**RECORDS SUPPLIED**
════
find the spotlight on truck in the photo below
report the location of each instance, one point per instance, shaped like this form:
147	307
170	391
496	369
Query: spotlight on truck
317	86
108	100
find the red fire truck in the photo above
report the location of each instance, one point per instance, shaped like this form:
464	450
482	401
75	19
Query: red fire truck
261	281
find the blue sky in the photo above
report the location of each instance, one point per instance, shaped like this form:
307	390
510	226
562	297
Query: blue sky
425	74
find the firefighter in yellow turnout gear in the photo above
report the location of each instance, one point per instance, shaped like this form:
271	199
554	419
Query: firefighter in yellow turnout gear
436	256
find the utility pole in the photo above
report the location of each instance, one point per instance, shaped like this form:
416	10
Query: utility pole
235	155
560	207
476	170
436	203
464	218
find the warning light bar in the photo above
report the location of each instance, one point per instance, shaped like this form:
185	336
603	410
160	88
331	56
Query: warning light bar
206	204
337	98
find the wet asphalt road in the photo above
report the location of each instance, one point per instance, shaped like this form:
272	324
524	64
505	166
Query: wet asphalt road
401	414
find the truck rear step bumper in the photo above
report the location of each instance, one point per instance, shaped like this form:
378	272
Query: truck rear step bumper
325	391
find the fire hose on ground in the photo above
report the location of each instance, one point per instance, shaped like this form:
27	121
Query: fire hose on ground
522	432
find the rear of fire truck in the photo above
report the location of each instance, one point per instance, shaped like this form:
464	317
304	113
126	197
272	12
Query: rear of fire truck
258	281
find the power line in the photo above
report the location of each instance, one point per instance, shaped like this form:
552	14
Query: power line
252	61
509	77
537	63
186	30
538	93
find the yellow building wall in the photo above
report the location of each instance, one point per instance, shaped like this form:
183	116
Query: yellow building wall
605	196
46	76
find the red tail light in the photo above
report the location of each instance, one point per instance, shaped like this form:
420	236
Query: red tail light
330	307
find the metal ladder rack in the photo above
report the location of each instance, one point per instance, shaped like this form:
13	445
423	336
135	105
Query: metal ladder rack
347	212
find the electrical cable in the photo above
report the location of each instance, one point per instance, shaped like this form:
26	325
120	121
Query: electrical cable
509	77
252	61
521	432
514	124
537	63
════
Make an exact copy of the records.

find the spotlight on truck in the photo below
report the location of each instance, one point per instance, shaped like this form:
147	307
170	391
496	369
Query: spotlight on truck
317	86
108	100
find the red fire truck in the photo above
report the location of each instance, one point per instance, shaped like this form:
464	450
482	401
75	19
Query: red fire truck
261	281
find the blue sky in the photo above
report the location of each instance, one point per instance, shaped like this form:
307	390
510	226
562	297
Query: blue sky
425	74
find the firefighter in yellow turnout gear in the photo above
report the location of each instance, one point per instance, shaped like this form:
271	199
554	419
Query: firefighter in yellow turnout gear
436	256
find the utility pole in the photo above
report the location of each instance, one point per instance, shaped like this form:
416	10
Query: utility pole
235	155
560	207
476	170
436	203
464	218
find the warning light bar in the photo above
report the location of each instance, one point per instance, shaped like this form:
185	336
603	410
160	88
331	56
Query: warning light bar
206	204
337	98
find the wet asphalt road in the photo above
report the location of each instance, one point per instance, shaped like this form:
272	324
524	64
505	166
Query: wet asphalt road
401	414
find the truck rear step bumper in the photo above
report the location of each instance, one point per instance, shaped like this form:
378	272
Query: truck rear step bumper
325	391
find the fire hose on ground in the photo above
report the location of each instance, one point per instance, shaped like this form:
27	121
Query: fire hose on ground
522	432
find the rear of fire truck in the photo above
report the location of each instance, one point per instance, shaped like this form:
464	317
304	113
126	197
272	12
Query: rear of fire truck
258	281
find the power line in the photo above
report the location of each instance, one point per instance, shaped like this form:
552	14
Query: power line
252	61
509	77
537	63
186	30
538	93
find the yellow building wall in the photo above
report the location of each instance, one point per instance, shaped like this form:
183	116
Query: yellow building wall
605	196
46	76
find the red tail light in the photo above
report the location of each instance, one point per instance, shaped like this form:
420	236
Query: red tail light
330	307
find the metal ladder rack in the photo above
report the location of each instance, one point per instance, shaped like this form:
13	445
423	336
135	105
Query: metal ladder rack
347	212
find the electrical cable in the photo above
report the location of each instance, one point per instance, shaped like this form:
26	325
120	121
Query: electrical cable
509	77
252	61
521	432
514	124
537	63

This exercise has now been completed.